出題 a
「カードゲームではよくあること」についての解説文を読み、次の問いに答えよ。
(i) この傾向が特によく見られるとされるアニメのシリーズは何か。
(ii) 一枚のカードの開発にかける金額として挙げられているのはいくらか。
(iii) こうしたネタが共に育ったとされるカードゲームブームの時期はいつか。

:::::

もしかして
真面目な解説
ホビーアニメではえてして「作中世界におけるあらゆることが○○(そのホビーアニメにおける販促対象)で決まる」「○○を中心に世界が回っている」というぶっ飛んだ設定になりがちである。具体的にはアレとかコレとかあんなのとかそんなのとか。
それが極まったのが「カードゲームではよくあること」であると言える。
特にアニメ遊戯王シリーズによく見られる傾向で、「カードゲームによる争い=デュエルで全てが決まる」のはもはや当然の前提であり、それを踏まえた上で(現実世界基準で見ると)思わず目を疑う奇行に出るものが続出。
具体的には「警察がカードデッキを常備しており、犯罪者をデュエルで拘束するのが当たり前」「一枚のカードを開発するのに一億円もかける」「カードゲームなのに相手を執拗に精神攻撃したり、物理的トラップなどの盤外戦術まで持ち出して勝利を狙う」など。
もちろん、遊戯王シリーズ以外でもこうした傾向はあるが、知名度とインパクトが大きいアニメ遊戯王のネタが良い意味でも悪い意味でも話題になりやすい。
後にカードゲームによる争いで全てが決まらない世界でのカードゲームを描くアニメもそこそこ登場したが、販促ノルマには抗えず、結局いろいろとぶっ飛んだ描写を描かざるを得なくなった。
カードゲームアニメですらない作品でネタとして触れられる事も稀にある。
こうしたネタは21世紀初頭頃~2019年頃のカードゲームブームと共に育ち、共に栄えてきたところがあるが、近年はカードゲームブームが下火になっていることに伴い、「よくあること」ネタもあまり振るわず、ネタの供給は停滞している。
ネタに走っている作品ももちろんあるのだが、そういった作品も時代の変化に合わせて作風を変えてきており、「カードゲームによる争い=デュエルで全てが決まる」とまではいかない描写が多くなっている。
「カードゲームで」?
ホビーアニメの一種でありながら販促を無視したかのような展開が起こることもある。

:::::

出題 b
記録の中から、文字列「lawn」を含む行をすべて探し出し、そのまま書き写せ。

所与のデータ
:::::

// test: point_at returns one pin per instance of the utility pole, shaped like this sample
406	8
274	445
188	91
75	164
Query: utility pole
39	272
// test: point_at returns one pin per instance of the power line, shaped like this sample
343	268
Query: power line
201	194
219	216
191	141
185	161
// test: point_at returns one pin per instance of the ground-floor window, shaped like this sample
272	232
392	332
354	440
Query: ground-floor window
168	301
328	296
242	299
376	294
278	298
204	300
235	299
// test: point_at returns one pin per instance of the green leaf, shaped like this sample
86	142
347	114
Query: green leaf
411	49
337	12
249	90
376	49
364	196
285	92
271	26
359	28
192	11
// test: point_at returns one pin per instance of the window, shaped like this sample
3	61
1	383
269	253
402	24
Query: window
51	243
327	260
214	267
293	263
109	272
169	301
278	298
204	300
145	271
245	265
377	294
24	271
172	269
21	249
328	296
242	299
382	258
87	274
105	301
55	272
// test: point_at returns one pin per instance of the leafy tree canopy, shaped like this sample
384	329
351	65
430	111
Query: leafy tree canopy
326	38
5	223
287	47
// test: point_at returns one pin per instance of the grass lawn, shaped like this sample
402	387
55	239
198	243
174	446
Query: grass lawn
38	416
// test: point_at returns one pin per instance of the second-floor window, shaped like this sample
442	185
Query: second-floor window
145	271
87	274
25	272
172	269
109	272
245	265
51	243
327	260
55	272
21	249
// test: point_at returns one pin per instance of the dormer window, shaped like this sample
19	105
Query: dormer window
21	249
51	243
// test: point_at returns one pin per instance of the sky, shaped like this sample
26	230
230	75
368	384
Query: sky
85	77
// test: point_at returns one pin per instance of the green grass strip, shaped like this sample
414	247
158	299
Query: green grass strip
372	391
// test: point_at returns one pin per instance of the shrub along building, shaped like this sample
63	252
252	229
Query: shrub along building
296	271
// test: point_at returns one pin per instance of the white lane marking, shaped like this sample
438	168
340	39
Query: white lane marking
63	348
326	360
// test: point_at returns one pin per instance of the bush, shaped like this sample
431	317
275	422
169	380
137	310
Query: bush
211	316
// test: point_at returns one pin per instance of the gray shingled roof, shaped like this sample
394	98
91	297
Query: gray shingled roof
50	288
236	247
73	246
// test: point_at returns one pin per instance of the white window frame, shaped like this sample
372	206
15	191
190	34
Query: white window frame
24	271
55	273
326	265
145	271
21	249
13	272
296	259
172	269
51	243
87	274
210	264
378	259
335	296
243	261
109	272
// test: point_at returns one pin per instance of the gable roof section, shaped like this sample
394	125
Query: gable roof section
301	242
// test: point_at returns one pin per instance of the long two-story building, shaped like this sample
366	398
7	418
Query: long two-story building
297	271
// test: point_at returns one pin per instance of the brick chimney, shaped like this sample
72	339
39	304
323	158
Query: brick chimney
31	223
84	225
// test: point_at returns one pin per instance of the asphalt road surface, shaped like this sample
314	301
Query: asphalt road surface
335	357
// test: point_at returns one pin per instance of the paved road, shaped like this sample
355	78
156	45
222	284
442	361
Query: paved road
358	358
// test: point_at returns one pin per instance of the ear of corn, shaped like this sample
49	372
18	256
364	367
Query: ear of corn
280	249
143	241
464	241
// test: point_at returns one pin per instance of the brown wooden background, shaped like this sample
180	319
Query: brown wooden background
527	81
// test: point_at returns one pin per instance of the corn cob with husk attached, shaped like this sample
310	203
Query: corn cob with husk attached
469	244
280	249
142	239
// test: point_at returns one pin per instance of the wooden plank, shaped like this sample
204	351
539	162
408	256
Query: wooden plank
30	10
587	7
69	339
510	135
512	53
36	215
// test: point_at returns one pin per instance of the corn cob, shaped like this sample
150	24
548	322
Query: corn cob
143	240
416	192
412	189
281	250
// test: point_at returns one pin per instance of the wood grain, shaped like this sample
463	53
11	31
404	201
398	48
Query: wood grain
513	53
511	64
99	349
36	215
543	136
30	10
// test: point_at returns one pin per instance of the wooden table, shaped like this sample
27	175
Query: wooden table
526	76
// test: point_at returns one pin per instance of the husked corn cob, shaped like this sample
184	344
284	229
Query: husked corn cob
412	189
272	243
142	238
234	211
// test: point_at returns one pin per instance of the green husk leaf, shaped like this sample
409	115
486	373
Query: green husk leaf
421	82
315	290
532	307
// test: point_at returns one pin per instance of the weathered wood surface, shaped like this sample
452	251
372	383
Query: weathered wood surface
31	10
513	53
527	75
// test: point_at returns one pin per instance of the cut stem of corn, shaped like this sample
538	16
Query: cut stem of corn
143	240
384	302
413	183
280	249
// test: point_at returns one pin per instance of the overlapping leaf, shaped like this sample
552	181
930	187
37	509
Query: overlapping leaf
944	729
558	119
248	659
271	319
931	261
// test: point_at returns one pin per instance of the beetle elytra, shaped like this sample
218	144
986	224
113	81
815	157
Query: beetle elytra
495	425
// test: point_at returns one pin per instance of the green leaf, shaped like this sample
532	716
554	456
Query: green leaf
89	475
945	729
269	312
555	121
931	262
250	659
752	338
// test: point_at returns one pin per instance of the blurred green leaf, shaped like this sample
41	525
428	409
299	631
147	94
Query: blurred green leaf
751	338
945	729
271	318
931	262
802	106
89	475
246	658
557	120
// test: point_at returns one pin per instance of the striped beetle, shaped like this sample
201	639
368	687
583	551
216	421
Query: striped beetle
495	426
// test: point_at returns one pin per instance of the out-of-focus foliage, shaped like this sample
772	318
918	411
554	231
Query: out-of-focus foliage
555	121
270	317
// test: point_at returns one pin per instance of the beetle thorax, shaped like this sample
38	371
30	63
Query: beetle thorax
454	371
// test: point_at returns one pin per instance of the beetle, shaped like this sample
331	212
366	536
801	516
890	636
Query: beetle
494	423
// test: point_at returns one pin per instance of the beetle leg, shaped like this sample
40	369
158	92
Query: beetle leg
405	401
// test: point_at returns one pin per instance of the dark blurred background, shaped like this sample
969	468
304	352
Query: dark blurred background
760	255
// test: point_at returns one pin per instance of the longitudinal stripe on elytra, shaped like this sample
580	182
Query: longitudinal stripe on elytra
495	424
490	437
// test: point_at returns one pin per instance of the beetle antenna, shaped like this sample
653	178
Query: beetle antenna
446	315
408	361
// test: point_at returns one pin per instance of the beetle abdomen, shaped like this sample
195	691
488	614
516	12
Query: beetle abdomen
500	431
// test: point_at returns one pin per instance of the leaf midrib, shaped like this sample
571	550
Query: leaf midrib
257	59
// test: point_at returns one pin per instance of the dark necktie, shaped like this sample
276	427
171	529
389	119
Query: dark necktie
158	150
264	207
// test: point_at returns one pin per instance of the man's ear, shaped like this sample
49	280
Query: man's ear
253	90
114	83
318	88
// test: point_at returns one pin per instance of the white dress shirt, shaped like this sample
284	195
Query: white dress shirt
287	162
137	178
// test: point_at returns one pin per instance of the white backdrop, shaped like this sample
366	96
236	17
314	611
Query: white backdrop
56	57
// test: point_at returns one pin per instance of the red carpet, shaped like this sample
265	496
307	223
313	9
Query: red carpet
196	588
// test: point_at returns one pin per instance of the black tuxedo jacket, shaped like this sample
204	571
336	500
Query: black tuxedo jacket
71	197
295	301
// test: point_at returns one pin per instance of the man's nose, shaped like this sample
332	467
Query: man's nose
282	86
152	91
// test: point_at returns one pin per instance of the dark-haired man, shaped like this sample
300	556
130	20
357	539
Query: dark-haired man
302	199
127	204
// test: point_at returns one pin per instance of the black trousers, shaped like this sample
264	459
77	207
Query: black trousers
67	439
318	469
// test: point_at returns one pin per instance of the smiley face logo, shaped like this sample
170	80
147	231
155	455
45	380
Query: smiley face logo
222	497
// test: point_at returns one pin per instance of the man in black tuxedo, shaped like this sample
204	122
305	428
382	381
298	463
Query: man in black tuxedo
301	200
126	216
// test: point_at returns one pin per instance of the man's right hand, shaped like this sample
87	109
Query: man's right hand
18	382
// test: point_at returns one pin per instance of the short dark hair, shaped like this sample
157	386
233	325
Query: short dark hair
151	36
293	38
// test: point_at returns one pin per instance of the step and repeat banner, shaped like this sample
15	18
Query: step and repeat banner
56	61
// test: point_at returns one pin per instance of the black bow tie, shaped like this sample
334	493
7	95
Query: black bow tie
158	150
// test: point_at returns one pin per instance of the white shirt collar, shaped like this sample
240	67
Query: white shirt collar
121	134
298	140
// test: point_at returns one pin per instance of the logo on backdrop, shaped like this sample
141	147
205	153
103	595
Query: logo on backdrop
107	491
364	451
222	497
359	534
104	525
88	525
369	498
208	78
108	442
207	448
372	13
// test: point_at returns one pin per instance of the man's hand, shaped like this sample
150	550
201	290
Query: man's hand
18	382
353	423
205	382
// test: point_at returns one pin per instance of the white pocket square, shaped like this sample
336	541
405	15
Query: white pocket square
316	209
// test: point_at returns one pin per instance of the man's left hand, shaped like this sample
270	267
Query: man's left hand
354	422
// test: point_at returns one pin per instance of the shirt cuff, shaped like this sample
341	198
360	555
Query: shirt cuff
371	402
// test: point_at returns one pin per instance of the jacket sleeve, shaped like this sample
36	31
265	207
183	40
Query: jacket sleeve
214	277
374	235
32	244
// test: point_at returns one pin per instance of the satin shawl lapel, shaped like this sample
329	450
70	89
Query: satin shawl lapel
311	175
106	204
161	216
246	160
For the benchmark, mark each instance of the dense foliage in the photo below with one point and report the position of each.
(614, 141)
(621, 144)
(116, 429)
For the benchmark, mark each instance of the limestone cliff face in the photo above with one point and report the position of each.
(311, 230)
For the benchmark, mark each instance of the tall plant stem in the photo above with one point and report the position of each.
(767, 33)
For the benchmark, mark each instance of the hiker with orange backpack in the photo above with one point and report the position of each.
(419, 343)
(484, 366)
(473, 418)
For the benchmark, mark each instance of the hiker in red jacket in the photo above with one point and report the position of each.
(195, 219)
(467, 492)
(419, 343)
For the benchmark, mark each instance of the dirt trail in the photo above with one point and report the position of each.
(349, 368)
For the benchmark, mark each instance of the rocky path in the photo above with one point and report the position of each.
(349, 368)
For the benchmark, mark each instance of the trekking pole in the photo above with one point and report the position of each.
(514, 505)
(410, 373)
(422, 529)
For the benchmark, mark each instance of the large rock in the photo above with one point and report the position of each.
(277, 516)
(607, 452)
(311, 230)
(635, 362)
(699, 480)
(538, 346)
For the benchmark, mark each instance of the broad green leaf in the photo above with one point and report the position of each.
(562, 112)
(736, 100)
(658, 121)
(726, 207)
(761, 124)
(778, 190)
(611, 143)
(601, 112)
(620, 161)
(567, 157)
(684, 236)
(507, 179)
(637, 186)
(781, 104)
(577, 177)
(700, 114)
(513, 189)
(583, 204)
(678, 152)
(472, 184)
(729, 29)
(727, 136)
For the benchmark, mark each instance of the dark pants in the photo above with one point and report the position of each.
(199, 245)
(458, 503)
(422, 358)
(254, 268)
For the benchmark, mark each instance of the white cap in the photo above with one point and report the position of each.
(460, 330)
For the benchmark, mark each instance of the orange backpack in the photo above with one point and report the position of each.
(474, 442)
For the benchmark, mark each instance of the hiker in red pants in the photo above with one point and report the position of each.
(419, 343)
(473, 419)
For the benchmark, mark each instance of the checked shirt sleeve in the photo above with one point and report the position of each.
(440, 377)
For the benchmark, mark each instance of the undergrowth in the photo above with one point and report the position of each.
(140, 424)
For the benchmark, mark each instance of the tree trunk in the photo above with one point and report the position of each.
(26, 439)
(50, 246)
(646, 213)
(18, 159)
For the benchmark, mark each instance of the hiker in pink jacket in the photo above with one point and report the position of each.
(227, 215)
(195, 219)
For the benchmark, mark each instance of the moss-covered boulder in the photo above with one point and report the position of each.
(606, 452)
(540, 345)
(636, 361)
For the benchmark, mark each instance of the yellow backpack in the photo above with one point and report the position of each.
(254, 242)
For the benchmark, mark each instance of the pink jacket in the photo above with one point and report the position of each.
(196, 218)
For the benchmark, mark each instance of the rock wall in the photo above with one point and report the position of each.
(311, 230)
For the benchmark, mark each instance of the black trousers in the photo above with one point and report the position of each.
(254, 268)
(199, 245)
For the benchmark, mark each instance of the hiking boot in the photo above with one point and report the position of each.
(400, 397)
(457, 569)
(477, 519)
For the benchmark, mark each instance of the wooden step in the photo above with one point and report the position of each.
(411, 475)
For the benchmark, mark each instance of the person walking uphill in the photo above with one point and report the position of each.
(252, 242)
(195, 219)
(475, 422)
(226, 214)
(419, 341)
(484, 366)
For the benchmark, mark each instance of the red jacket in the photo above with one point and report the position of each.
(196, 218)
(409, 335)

:::::

解答 a
(i) アニメ遊戯王シリーズ
(ii) 一億円
(iii) 21世紀初頭頃~2019年頃

解答 b
// test: point_at returns one pin per instance of the grass lawn, shaped like this sample
Query: grass lawn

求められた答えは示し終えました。